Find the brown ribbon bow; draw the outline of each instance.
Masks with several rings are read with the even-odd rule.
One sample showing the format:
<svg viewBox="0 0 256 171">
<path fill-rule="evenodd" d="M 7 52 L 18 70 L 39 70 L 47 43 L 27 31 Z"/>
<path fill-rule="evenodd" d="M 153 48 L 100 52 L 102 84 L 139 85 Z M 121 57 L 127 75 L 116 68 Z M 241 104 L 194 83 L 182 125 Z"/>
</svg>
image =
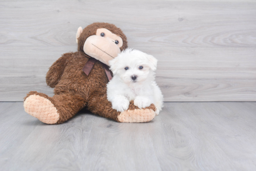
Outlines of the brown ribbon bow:
<svg viewBox="0 0 256 171">
<path fill-rule="evenodd" d="M 91 70 L 92 69 L 93 69 L 93 67 L 94 66 L 94 65 L 97 61 L 99 61 L 100 63 L 101 63 L 104 69 L 105 69 L 105 72 L 106 72 L 106 74 L 107 75 L 107 77 L 108 77 L 108 81 L 111 80 L 112 79 L 112 76 L 111 75 L 111 73 L 110 72 L 110 70 L 109 70 L 109 69 L 108 68 L 108 66 L 101 62 L 100 61 L 98 60 L 97 60 L 96 59 L 92 58 L 90 56 L 88 56 L 87 55 L 85 55 L 87 57 L 89 58 L 90 59 L 86 62 L 86 63 L 84 65 L 83 68 L 83 71 L 85 73 L 85 74 L 87 75 L 89 75 L 89 73 L 91 72 Z"/>
</svg>

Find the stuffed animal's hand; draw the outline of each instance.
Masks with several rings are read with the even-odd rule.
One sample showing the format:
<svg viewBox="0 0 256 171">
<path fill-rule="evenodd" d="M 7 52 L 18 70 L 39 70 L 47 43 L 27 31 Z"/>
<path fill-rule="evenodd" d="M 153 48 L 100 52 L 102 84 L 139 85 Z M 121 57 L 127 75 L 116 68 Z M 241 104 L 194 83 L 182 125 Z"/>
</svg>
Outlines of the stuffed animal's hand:
<svg viewBox="0 0 256 171">
<path fill-rule="evenodd" d="M 148 107 L 151 104 L 150 99 L 146 96 L 137 96 L 134 100 L 134 105 L 140 109 Z"/>
</svg>

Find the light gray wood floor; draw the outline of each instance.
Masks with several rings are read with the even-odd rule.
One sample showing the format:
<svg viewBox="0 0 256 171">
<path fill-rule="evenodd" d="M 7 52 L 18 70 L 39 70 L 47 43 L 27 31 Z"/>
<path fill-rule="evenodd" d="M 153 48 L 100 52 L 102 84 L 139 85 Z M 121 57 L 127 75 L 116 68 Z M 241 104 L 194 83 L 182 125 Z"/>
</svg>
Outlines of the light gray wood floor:
<svg viewBox="0 0 256 171">
<path fill-rule="evenodd" d="M 170 102 L 146 123 L 86 112 L 60 125 L 0 103 L 1 171 L 255 171 L 256 102 Z"/>
<path fill-rule="evenodd" d="M 113 23 L 158 59 L 165 101 L 256 101 L 256 1 L 0 0 L 0 101 L 53 95 L 45 75 L 77 28 Z"/>
</svg>

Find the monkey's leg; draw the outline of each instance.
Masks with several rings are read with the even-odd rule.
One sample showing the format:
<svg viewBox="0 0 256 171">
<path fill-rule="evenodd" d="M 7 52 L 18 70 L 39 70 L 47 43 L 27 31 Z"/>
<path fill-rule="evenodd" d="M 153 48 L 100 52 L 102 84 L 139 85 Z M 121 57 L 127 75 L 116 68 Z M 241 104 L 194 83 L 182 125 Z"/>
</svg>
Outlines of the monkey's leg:
<svg viewBox="0 0 256 171">
<path fill-rule="evenodd" d="M 130 103 L 128 110 L 121 112 L 112 109 L 111 103 L 106 94 L 95 94 L 91 97 L 88 102 L 88 109 L 93 113 L 119 122 L 146 122 L 152 120 L 155 116 L 155 107 L 153 104 L 145 109 L 139 109 Z"/>
<path fill-rule="evenodd" d="M 66 121 L 86 105 L 84 99 L 69 93 L 49 97 L 32 91 L 24 99 L 25 112 L 47 124 L 59 124 Z"/>
</svg>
# # # #
Can you render the lines as a Markdown table with the columns Row and Line, one numbered row per line and blank lines left out, starting with the line that contains "Find the monkey's" and going on through the end of the records?

| Row | Line |
|---|---|
| 1 | Find the monkey's leg; draw the outline of each instance. |
| 2 | Masks with several rings are read with the even-odd rule. |
| 3 | One sample showing the format: |
| 4 | <svg viewBox="0 0 256 171"> |
| 5 | <path fill-rule="evenodd" d="M 7 52 L 18 70 L 39 70 L 47 43 L 27 31 Z"/> |
| 6 | <path fill-rule="evenodd" d="M 153 48 L 100 52 L 102 84 L 139 85 Z M 121 57 L 127 75 L 116 68 Z M 241 104 L 194 83 L 182 125 Z"/> |
| 7 | </svg> |
| 8 | Outlines of the monkey's leg: |
| 9 | <svg viewBox="0 0 256 171"> |
| 10 | <path fill-rule="evenodd" d="M 130 103 L 128 110 L 121 112 L 112 109 L 111 103 L 106 94 L 95 94 L 91 97 L 88 102 L 88 109 L 93 113 L 119 122 L 146 122 L 152 120 L 155 116 L 155 107 L 153 104 L 145 109 L 139 109 Z"/> |
| 11 | <path fill-rule="evenodd" d="M 66 121 L 86 105 L 84 99 L 69 93 L 49 97 L 32 91 L 24 99 L 25 112 L 47 124 L 59 124 Z"/> |
| 12 | </svg> |